>> start DATA PROVIDED
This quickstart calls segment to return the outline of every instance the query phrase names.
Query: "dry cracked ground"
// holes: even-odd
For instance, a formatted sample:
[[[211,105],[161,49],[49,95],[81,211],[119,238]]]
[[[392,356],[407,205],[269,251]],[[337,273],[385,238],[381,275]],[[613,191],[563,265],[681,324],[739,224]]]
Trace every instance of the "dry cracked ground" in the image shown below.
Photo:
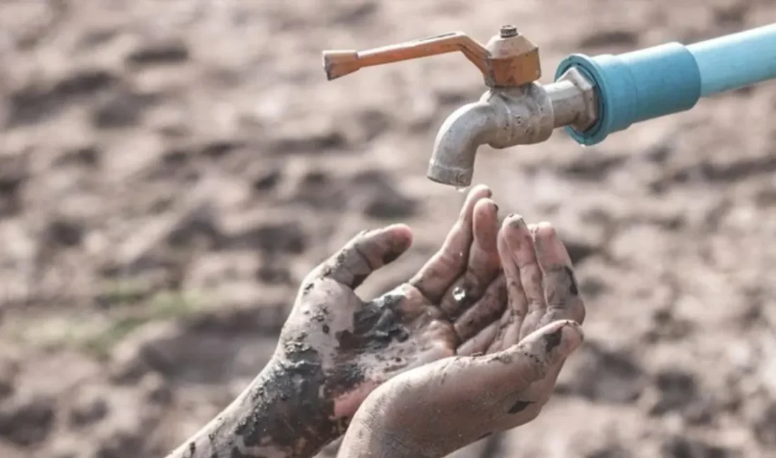
[[[771,0],[0,2],[0,456],[161,456],[261,369],[352,234],[416,231],[365,294],[438,246],[462,198],[425,163],[476,69],[328,82],[323,49],[512,22],[547,81],[572,52],[774,21]],[[569,244],[588,339],[539,419],[458,458],[776,456],[774,119],[771,83],[595,147],[480,150],[502,211]]]

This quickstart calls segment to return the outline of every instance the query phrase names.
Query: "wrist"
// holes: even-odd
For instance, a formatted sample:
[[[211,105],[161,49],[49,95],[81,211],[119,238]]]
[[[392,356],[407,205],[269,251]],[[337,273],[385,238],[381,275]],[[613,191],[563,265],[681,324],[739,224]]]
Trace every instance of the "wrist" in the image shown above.
[[[346,420],[334,418],[333,401],[322,398],[323,383],[320,365],[273,358],[231,405],[168,458],[313,456],[347,428]]]

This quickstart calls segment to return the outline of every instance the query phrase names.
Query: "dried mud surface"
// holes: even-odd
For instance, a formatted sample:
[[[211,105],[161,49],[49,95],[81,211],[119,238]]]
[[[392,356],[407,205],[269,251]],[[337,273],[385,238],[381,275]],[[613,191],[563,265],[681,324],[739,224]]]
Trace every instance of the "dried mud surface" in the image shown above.
[[[514,22],[546,81],[569,53],[774,21],[770,0],[0,2],[0,456],[163,456],[352,235],[415,229],[365,294],[437,247],[462,198],[425,163],[476,69],[327,82],[322,49]],[[480,151],[502,211],[569,243],[587,341],[539,419],[456,456],[776,456],[774,116],[770,84],[596,147]]]

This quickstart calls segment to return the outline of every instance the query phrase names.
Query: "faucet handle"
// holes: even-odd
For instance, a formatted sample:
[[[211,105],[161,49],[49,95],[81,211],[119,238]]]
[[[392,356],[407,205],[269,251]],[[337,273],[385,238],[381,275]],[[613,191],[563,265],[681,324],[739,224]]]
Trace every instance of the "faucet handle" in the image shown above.
[[[364,51],[324,51],[324,69],[333,80],[364,67],[461,51],[486,77],[490,53],[462,32],[451,32]]]
[[[365,51],[324,51],[324,69],[331,81],[363,67],[454,51],[463,53],[491,88],[521,86],[542,76],[539,47],[514,26],[501,27],[485,46],[462,32],[451,32]]]

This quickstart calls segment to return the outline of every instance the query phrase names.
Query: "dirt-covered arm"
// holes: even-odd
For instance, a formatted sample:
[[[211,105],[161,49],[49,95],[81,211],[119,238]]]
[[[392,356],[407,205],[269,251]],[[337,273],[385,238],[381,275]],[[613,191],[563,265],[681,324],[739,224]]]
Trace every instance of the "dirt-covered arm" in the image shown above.
[[[321,395],[314,360],[271,363],[220,414],[167,458],[293,458],[317,453],[345,432]]]

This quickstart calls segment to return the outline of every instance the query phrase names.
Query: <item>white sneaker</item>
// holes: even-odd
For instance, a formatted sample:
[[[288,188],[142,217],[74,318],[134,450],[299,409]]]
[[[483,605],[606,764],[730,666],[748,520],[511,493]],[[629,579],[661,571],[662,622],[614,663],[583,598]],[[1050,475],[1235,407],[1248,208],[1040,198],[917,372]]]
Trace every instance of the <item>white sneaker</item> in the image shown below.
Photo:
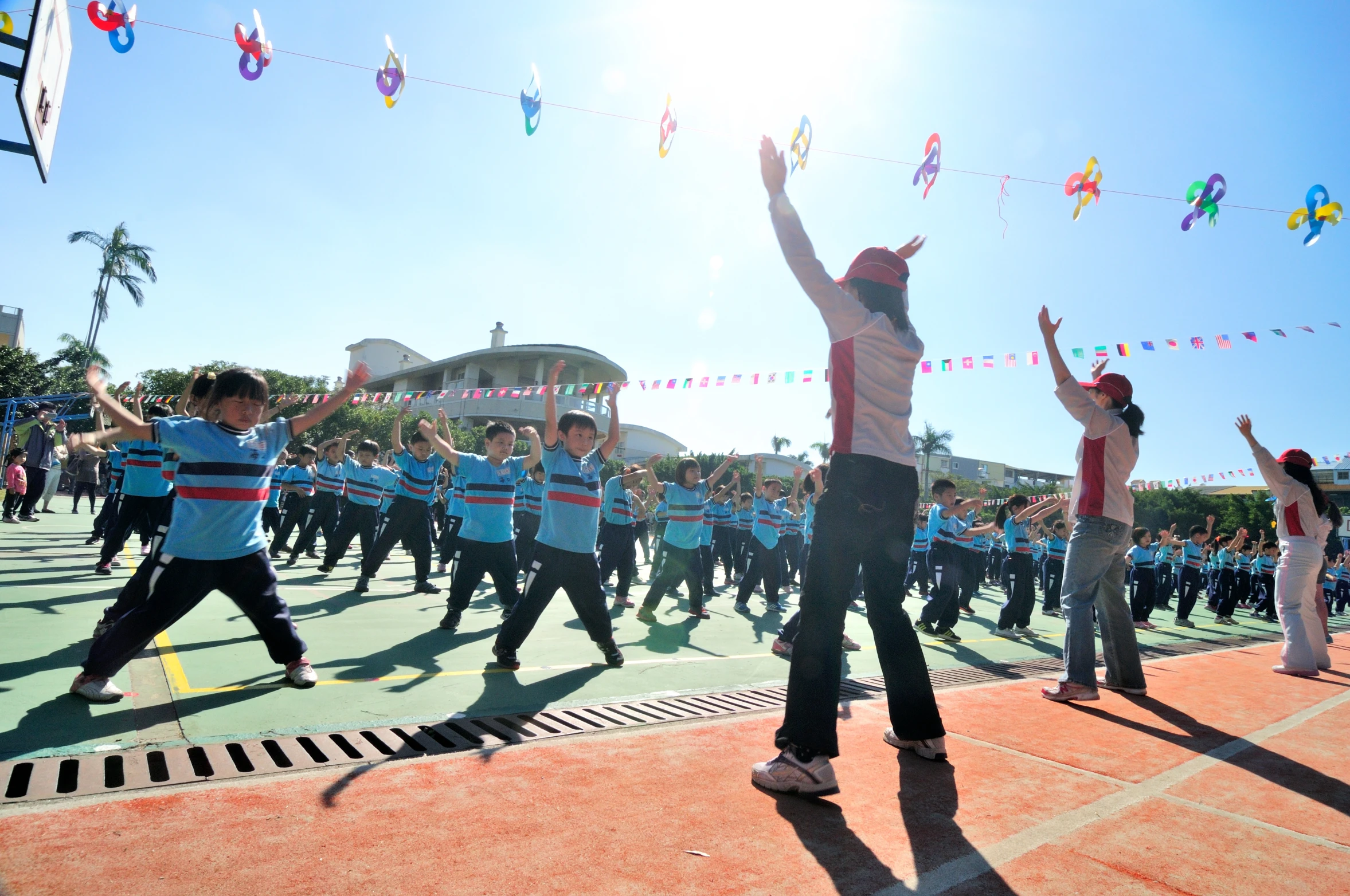
[[[300,657],[286,667],[286,677],[297,688],[312,688],[319,684],[319,673],[315,672],[315,667],[309,665],[309,660],[305,657]]]
[[[927,741],[902,741],[895,737],[895,729],[882,731],[882,739],[898,750],[914,750],[926,760],[941,761],[946,758],[946,738],[934,737]]]
[[[829,796],[840,792],[829,757],[817,756],[810,762],[802,762],[790,750],[783,750],[768,762],[752,765],[751,780],[778,793]]]
[[[122,688],[112,679],[100,679],[81,672],[70,683],[70,692],[78,694],[90,703],[116,703],[123,696]]]

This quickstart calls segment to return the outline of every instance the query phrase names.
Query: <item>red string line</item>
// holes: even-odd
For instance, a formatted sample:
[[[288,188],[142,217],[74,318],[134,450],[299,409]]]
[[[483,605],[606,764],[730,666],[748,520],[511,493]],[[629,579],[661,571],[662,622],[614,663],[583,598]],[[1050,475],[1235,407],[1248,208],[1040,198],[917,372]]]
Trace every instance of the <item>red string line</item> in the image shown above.
[[[30,12],[30,9],[15,9],[14,12]],[[223,38],[219,34],[207,34],[204,31],[193,31],[192,28],[180,28],[178,26],[163,24],[162,22],[150,22],[148,19],[138,19],[136,24],[138,26],[139,24],[150,24],[150,26],[155,26],[157,28],[167,28],[170,31],[180,31],[182,34],[192,34],[192,35],[197,35],[200,38],[211,38],[213,40],[224,40],[225,43],[234,43],[235,42],[232,36]],[[297,50],[279,50],[279,49],[273,47],[273,53],[285,53],[286,55],[300,57],[302,59],[312,59],[315,62],[327,62],[329,65],[340,65],[343,67],[358,69],[360,72],[377,72],[378,70],[378,69],[375,69],[373,66],[356,65],[354,62],[343,62],[342,59],[329,59],[327,57],[310,55],[308,53],[300,53]],[[468,86],[466,84],[455,84],[452,81],[437,81],[435,78],[420,78],[417,76],[408,76],[408,80],[409,81],[421,81],[423,84],[435,84],[435,85],[443,86],[443,88],[454,88],[456,90],[470,90],[473,93],[483,93],[483,94],[487,94],[487,96],[497,96],[497,97],[502,97],[502,99],[506,99],[506,100],[514,100],[514,99],[517,99],[517,96],[514,93],[501,93],[500,90],[487,90],[487,89],[483,89],[483,88]],[[549,103],[549,101],[545,100],[543,103],[543,105],[551,105],[555,109],[568,109],[570,112],[585,112],[586,115],[601,115],[601,116],[610,117],[610,119],[622,119],[624,121],[636,121],[639,124],[656,124],[656,125],[660,124],[655,119],[640,119],[640,117],[633,116],[633,115],[621,115],[618,112],[605,112],[602,109],[587,109],[587,108],[580,107],[580,105],[567,105],[564,103]],[[703,128],[695,128],[695,127],[690,127],[690,125],[683,124],[683,123],[680,123],[680,131],[691,131],[694,134],[707,134],[707,135],[711,135],[711,136],[730,138],[730,135],[728,135],[728,134],[720,134],[717,131],[709,131],[709,130],[703,130]],[[905,162],[902,159],[888,159],[888,158],[884,158],[884,157],[880,157],[880,155],[864,155],[864,154],[860,154],[860,152],[845,152],[844,150],[826,150],[825,147],[815,147],[815,146],[813,146],[811,150],[814,150],[815,152],[825,152],[826,155],[844,155],[844,157],[853,158],[853,159],[865,159],[868,162],[883,162],[886,165],[903,165],[905,167],[918,167],[919,166],[918,162]],[[1040,179],[1030,178],[1030,177],[1013,177],[1010,174],[992,174],[990,171],[971,171],[971,170],[952,169],[952,167],[944,167],[942,170],[944,171],[950,171],[953,174],[969,174],[972,177],[992,177],[992,178],[998,178],[1003,184],[1007,184],[1008,181],[1018,181],[1019,184],[1038,184],[1041,186],[1062,186],[1058,181],[1040,181]],[[1002,184],[1000,184],[1000,189],[1002,189]],[[1157,196],[1154,193],[1134,193],[1131,190],[1107,190],[1107,189],[1103,189],[1100,192],[1102,193],[1115,193],[1116,196],[1133,196],[1135,198],[1162,200],[1162,201],[1166,201],[1166,202],[1181,202],[1183,205],[1189,205],[1189,202],[1187,202],[1184,198],[1181,198],[1179,196]],[[1242,211],[1246,211],[1246,212],[1270,212],[1270,213],[1274,213],[1274,215],[1289,215],[1289,212],[1282,211],[1282,209],[1262,208],[1260,205],[1234,205],[1231,202],[1220,202],[1219,205],[1220,205],[1220,208],[1235,208],[1235,209],[1242,209]]]

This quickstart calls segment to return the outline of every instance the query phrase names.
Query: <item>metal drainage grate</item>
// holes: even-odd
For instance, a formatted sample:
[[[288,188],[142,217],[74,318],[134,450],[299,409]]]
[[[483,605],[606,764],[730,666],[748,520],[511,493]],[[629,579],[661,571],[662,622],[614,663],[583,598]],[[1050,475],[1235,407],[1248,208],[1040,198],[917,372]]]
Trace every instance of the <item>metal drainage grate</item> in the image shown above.
[[[1146,657],[1180,656],[1278,640],[1278,636],[1247,636],[1149,646],[1142,648],[1141,652]],[[933,669],[929,676],[934,688],[953,688],[1035,677],[1057,672],[1061,668],[1062,660],[1046,657],[1026,663],[990,663]],[[886,681],[880,676],[844,679],[840,683],[841,700],[864,700],[884,695]],[[786,700],[786,687],[765,687],[726,694],[691,694],[540,710],[537,712],[504,712],[473,719],[447,719],[432,725],[371,727],[163,750],[132,749],[72,757],[11,760],[0,762],[0,781],[5,783],[0,804],[495,749],[568,734],[776,710]]]

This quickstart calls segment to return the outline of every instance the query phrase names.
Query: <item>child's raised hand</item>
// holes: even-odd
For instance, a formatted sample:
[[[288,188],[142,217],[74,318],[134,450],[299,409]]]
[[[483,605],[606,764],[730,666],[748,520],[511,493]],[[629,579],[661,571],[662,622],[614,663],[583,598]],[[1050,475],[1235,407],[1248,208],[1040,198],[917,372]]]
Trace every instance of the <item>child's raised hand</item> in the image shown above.
[[[1060,324],[1064,323],[1064,318],[1061,317],[1056,321],[1052,321],[1050,309],[1048,309],[1045,305],[1041,305],[1041,313],[1035,316],[1035,323],[1040,324],[1042,336],[1045,336],[1046,339],[1054,339],[1054,333],[1058,332]]]
[[[760,138],[760,177],[764,178],[764,189],[770,196],[782,193],[787,184],[787,162],[768,135]]]

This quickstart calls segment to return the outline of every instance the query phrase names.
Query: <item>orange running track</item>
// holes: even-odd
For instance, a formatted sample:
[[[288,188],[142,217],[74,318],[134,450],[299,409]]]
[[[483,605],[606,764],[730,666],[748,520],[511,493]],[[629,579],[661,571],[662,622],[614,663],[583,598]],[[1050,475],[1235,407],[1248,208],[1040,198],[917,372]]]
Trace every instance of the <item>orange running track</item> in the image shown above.
[[[824,800],[751,785],[763,714],[15,807],[0,891],[1345,895],[1350,636],[1320,679],[1277,656],[1160,660],[1098,703],[942,691],[949,762],[853,702]]]

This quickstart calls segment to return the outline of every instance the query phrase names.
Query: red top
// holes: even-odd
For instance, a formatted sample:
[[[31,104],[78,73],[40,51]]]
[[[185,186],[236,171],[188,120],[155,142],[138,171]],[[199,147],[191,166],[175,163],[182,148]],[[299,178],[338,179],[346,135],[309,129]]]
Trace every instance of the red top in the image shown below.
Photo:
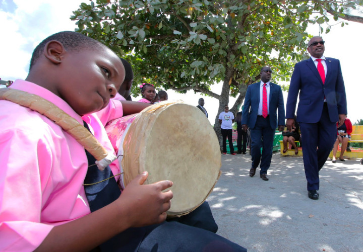
[[[339,122],[337,123],[337,127],[338,127],[338,123]],[[352,131],[353,131],[353,127],[351,125],[351,122],[350,122],[350,120],[348,118],[345,118],[345,120],[344,120],[344,124],[345,124],[345,127],[346,127],[347,128],[347,134],[348,135],[350,135]],[[337,131],[337,135],[339,135],[338,131]]]

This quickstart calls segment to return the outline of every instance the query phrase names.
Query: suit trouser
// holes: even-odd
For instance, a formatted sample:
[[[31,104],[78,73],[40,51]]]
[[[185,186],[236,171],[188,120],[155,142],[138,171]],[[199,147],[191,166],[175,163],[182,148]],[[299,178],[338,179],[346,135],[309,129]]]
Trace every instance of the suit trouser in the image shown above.
[[[302,159],[308,190],[319,189],[319,172],[325,163],[336,140],[336,123],[329,117],[326,103],[317,123],[299,122],[302,145]],[[317,148],[318,148],[317,150]]]
[[[269,116],[258,116],[255,127],[251,129],[251,156],[253,168],[257,168],[261,161],[260,174],[267,174],[270,167],[274,136],[275,129],[271,129]]]
[[[179,218],[146,227],[129,228],[112,239],[110,251],[245,251],[246,248],[214,233],[217,226],[206,202]],[[122,220],[119,220],[122,221]],[[208,230],[209,229],[209,230]]]
[[[239,152],[246,152],[247,145],[247,132],[242,129],[237,130],[237,148]],[[243,138],[243,143],[242,140]]]
[[[231,154],[234,153],[234,149],[232,142],[232,129],[225,129],[221,128],[221,134],[223,138],[223,152],[227,152],[227,138],[229,144],[229,151]]]

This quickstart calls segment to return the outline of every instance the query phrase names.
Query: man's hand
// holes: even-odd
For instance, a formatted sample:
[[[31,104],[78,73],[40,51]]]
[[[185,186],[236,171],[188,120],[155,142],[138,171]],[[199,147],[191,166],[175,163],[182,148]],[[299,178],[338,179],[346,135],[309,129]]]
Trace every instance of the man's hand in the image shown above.
[[[295,120],[293,118],[288,118],[286,120],[286,127],[287,130],[292,132],[292,128],[295,128]]]
[[[148,173],[145,172],[132,181],[117,200],[119,207],[127,208],[130,226],[140,227],[159,223],[166,218],[166,211],[170,207],[173,194],[163,192],[171,187],[171,181],[162,181],[150,185],[143,185]],[[124,221],[125,220],[120,220]]]
[[[339,124],[338,125],[338,128],[342,126],[344,123],[344,121],[345,120],[345,118],[346,117],[346,115],[344,115],[344,114],[339,114]]]
[[[245,132],[247,132],[247,124],[242,124],[241,125],[241,128],[242,128],[242,130]]]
>> end DATA PROVIDED
WORK REQUIRED — Extract each line of the listing above that contains the string "wrist". Matching is case-sensitive.

THE RESPONSE —
Query: "wrist"
Trace every instance of the "wrist" in the image shown above.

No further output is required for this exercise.